— START OF Given records —

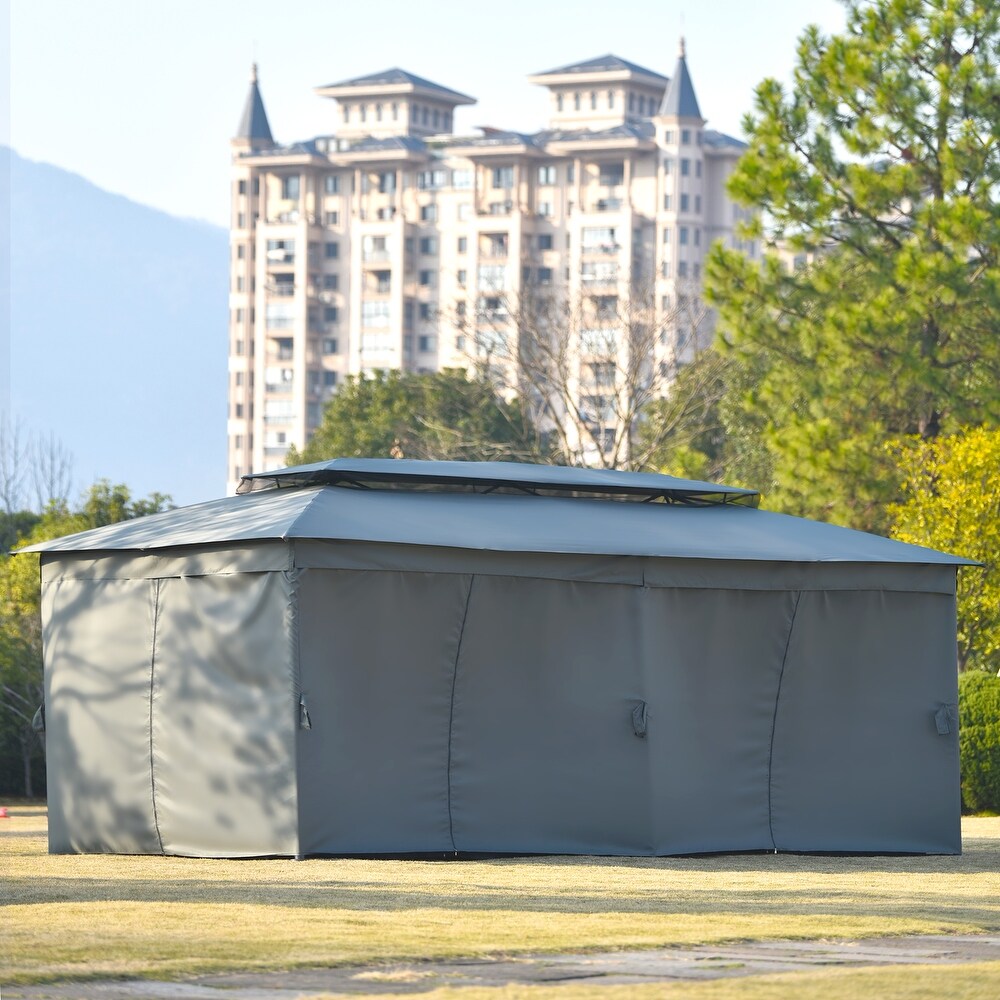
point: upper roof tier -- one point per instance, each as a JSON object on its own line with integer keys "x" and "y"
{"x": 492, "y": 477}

— END OF Given records —
— START OF Given records —

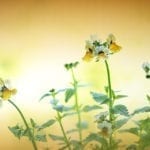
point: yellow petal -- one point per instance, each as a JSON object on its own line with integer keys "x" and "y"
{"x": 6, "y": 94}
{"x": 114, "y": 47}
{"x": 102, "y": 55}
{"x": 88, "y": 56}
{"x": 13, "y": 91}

— END OF Given records —

Direction:
Pick out each row above that contains the string "object", and copy those rows in full.

Exercise result:
point: upper roof tier -- one point per instance, each as a JSON object on its own line with integer keys "x" and "y"
point: yellow petal -- one point per instance, each as a JSON object on its own line with integer keys "x" and "y"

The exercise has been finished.